§ Objective:
Copy out the records unchanged, starting with the line that contains "[trace] hair tiara -> outlines" and continuing through the end of the records. Leave the pictures out of your answer.

/---

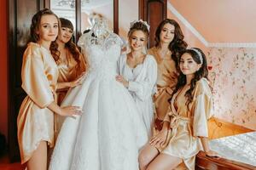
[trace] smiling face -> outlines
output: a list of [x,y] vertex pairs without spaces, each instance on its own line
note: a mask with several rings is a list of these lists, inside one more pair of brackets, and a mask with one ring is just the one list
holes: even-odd
[[59,25],[57,18],[53,14],[46,14],[41,17],[40,25],[37,34],[40,41],[53,42],[58,36]]
[[183,75],[193,75],[201,67],[201,64],[197,64],[191,54],[184,53],[180,59],[179,68]]
[[72,38],[72,29],[67,27],[61,27],[61,32],[58,36],[58,40],[62,42],[63,43],[67,43]]
[[147,35],[141,30],[136,30],[130,36],[129,42],[131,50],[143,51],[147,44]]
[[162,43],[170,43],[174,38],[174,31],[175,27],[173,25],[165,24],[160,34],[160,42]]

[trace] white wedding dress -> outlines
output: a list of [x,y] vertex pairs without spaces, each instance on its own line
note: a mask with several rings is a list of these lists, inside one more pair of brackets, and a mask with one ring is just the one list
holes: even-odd
[[147,131],[132,97],[115,80],[121,40],[110,33],[100,42],[87,33],[79,45],[90,70],[61,105],[80,106],[83,115],[64,121],[49,170],[137,170]]

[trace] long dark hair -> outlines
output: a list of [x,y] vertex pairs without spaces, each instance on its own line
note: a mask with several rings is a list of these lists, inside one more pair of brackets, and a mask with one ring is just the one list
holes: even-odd
[[[39,35],[37,33],[37,31],[39,30],[39,26],[41,22],[41,18],[44,15],[54,15],[56,17],[58,20],[58,27],[59,27],[59,32],[61,31],[61,22],[58,18],[58,16],[54,14],[50,9],[49,8],[44,8],[42,10],[39,10],[37,14],[35,14],[32,19],[32,24],[30,26],[30,42],[37,42],[39,41],[40,37]],[[55,41],[51,42],[51,48],[50,52],[51,54],[54,56],[55,54],[58,53],[58,44],[55,42]]]
[[158,26],[155,31],[155,35],[154,35],[155,47],[160,46],[160,36],[166,24],[171,24],[174,26],[174,37],[173,40],[169,43],[168,48],[172,52],[172,59],[175,61],[176,67],[177,67],[178,59],[181,55],[181,53],[184,49],[186,49],[188,44],[185,41],[183,41],[184,36],[177,22],[172,19],[166,19],[160,23],[160,25]]
[[[61,20],[61,27],[67,27],[71,29],[72,31],[73,31],[73,26],[72,24],[72,22],[67,19],[64,18],[60,18]],[[54,43],[51,43],[50,45],[50,49],[51,48],[54,48]],[[78,63],[78,65],[80,65],[80,60],[79,60],[79,55],[80,53],[76,46],[76,44],[73,42],[73,39],[70,38],[70,40],[65,43],[65,48],[67,48],[68,49],[68,51],[71,53],[73,58],[75,60],[75,61]],[[54,59],[55,61],[58,61],[60,59],[60,52],[55,53],[55,54],[53,55]]]
[[[194,73],[195,76],[191,80],[190,88],[185,93],[185,97],[188,99],[188,100],[186,102],[187,107],[189,107],[189,105],[193,100],[192,93],[193,93],[193,90],[195,89],[196,82],[199,80],[201,80],[202,77],[205,77],[208,80],[208,69],[207,69],[207,61],[206,55],[200,48],[193,48],[186,49],[186,50],[183,51],[183,53],[181,54],[181,56],[183,54],[189,54],[192,56],[192,59],[195,60],[195,62],[196,62],[197,64],[201,64],[201,67]],[[202,62],[200,59],[201,57],[200,57],[199,54],[196,53],[195,49],[197,50],[199,53],[201,53],[201,57],[202,57]],[[179,61],[180,61],[180,59],[179,59]],[[175,88],[172,94],[171,99],[172,98],[173,94],[177,92],[178,89],[180,89],[181,88],[185,86],[185,84],[187,83],[186,76],[182,73],[180,69],[178,69],[178,72],[179,72],[179,76],[177,77],[177,83],[176,85],[176,88]],[[171,99],[169,99],[169,102],[171,102]]]

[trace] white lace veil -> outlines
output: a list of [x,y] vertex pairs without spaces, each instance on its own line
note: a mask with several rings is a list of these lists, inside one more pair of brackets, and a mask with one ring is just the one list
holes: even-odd
[[105,39],[110,34],[111,31],[107,20],[103,18],[97,18],[95,20],[95,24],[90,31],[80,37],[78,45],[83,48],[85,44],[103,44]]

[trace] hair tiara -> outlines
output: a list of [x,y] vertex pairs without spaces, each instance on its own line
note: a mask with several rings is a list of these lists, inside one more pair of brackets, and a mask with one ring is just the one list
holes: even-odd
[[199,55],[200,62],[201,62],[201,64],[202,64],[203,58],[202,58],[201,53],[198,49],[195,49],[195,48],[191,48],[190,50],[195,51]]
[[143,23],[143,24],[147,27],[147,30],[148,30],[148,32],[149,32],[149,28],[150,28],[149,25],[147,23],[147,21],[144,21],[144,20],[143,20],[142,19],[139,20],[133,20],[132,22],[131,22],[131,23],[130,23],[130,28],[131,28],[131,27],[133,26],[133,25],[134,25],[135,23],[137,23],[137,22]]

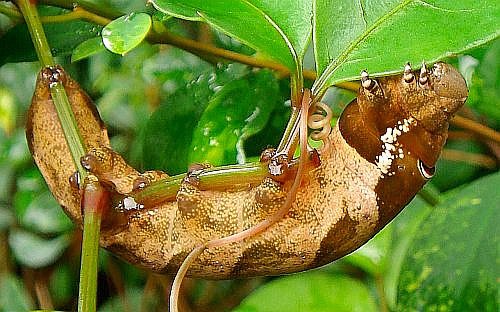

\---

§ Finished exercise:
[trace] hair tiara -> outlines
output: a list of [x,y] vertex pairs without spaces, each instance on its own line
note: a mask with several rings is a list of these lists, inside one more pair of brackets, and a mask with one ring is just the one list
holes: even-odd
[[199,55],[200,62],[201,62],[201,64],[202,64],[203,58],[202,58],[201,53],[198,49],[195,49],[195,48],[191,48],[190,50],[195,51]]
[[143,23],[143,24],[147,27],[147,30],[148,30],[148,32],[149,32],[149,28],[150,28],[149,25],[147,23],[147,21],[144,21],[144,20],[143,20],[142,19],[139,20],[133,20],[132,22],[131,22],[131,23],[130,23],[130,28],[131,28],[131,27],[133,26],[133,25],[134,25],[135,23],[137,23],[137,22]]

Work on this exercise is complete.